+++ TASK MATERIAL +++

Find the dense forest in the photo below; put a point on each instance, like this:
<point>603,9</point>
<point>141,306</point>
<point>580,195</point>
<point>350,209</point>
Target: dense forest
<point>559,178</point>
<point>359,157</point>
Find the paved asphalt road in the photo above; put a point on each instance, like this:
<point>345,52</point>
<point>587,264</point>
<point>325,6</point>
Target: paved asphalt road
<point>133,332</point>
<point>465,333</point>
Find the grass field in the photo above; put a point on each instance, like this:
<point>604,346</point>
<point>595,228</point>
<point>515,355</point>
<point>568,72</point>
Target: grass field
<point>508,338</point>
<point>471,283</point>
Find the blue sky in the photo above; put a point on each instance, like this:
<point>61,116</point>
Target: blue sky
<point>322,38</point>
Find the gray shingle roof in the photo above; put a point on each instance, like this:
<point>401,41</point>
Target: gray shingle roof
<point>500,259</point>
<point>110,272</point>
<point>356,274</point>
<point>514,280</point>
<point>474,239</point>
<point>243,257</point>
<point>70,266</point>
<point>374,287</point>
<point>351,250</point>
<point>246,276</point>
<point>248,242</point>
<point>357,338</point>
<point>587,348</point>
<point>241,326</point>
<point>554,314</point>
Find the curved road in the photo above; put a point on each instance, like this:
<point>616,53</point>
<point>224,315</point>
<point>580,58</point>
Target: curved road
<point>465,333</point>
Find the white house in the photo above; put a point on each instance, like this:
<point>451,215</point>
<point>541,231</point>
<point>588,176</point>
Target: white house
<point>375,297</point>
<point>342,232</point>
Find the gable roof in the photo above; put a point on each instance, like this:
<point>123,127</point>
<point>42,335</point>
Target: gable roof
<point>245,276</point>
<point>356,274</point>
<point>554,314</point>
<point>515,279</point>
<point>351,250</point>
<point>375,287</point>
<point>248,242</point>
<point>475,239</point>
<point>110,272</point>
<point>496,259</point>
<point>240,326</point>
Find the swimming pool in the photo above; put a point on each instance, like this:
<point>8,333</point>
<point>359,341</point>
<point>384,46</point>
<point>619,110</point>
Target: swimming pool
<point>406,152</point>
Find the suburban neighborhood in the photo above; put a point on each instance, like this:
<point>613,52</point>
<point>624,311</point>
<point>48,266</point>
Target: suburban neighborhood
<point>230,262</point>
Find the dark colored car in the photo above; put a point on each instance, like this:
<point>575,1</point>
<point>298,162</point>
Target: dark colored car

+++

ACTIVITY: All entries are to be repeated exactly and completely.

WRITTEN RESPONSE:
Find the dense forest in the photo below; put a point on each instance, like this:
<point>603,9</point>
<point>141,306</point>
<point>580,195</point>
<point>350,209</point>
Target: dense forest
<point>559,178</point>
<point>359,157</point>
Find the paved asphalt road in the photo above; put a point on each instance, like this:
<point>345,52</point>
<point>587,264</point>
<point>325,6</point>
Target: paved asphalt road
<point>133,332</point>
<point>465,333</point>
Find the grass field in the photo above; put a point on each instance, like this:
<point>604,346</point>
<point>595,228</point>
<point>515,355</point>
<point>568,72</point>
Target: grass field
<point>508,338</point>
<point>471,283</point>
Find the blue sky in the photo above; put a point on each instance, like this:
<point>61,116</point>
Target: blue sky
<point>322,38</point>
Find the gray shingle roof in the photo above; put a point on each instance, like this:
<point>401,41</point>
Target: gray shingle roof
<point>500,259</point>
<point>110,272</point>
<point>356,274</point>
<point>514,280</point>
<point>474,239</point>
<point>243,257</point>
<point>70,266</point>
<point>374,287</point>
<point>351,250</point>
<point>246,276</point>
<point>248,242</point>
<point>357,338</point>
<point>587,348</point>
<point>241,326</point>
<point>554,314</point>
Find the curved road in the photo above; put a point on each instance, like this:
<point>616,53</point>
<point>224,315</point>
<point>580,58</point>
Target: curved road
<point>465,333</point>
Find the white house in the photo above; put a point on each instance, like this:
<point>451,215</point>
<point>541,231</point>
<point>588,176</point>
Target: white house
<point>375,297</point>
<point>342,232</point>
Find the gable roof in the photo above; put a point on each instance, like this:
<point>123,127</point>
<point>42,335</point>
Target: gable roof
<point>245,276</point>
<point>356,274</point>
<point>554,314</point>
<point>515,279</point>
<point>351,250</point>
<point>375,287</point>
<point>248,242</point>
<point>475,239</point>
<point>110,272</point>
<point>496,259</point>
<point>240,326</point>
Find the swimming pool in the photo above; put a point on each instance, like this:
<point>8,333</point>
<point>359,341</point>
<point>384,46</point>
<point>619,110</point>
Target: swimming pool
<point>406,152</point>
Find the suburban neighborhood in the photo above; put a point on each instance, like this:
<point>613,52</point>
<point>624,311</point>
<point>48,266</point>
Target: suburban neighborhood
<point>230,262</point>
Find the dark colored car in the photo above; put a point on each instance, like this:
<point>575,1</point>
<point>298,162</point>
Target: dark colored car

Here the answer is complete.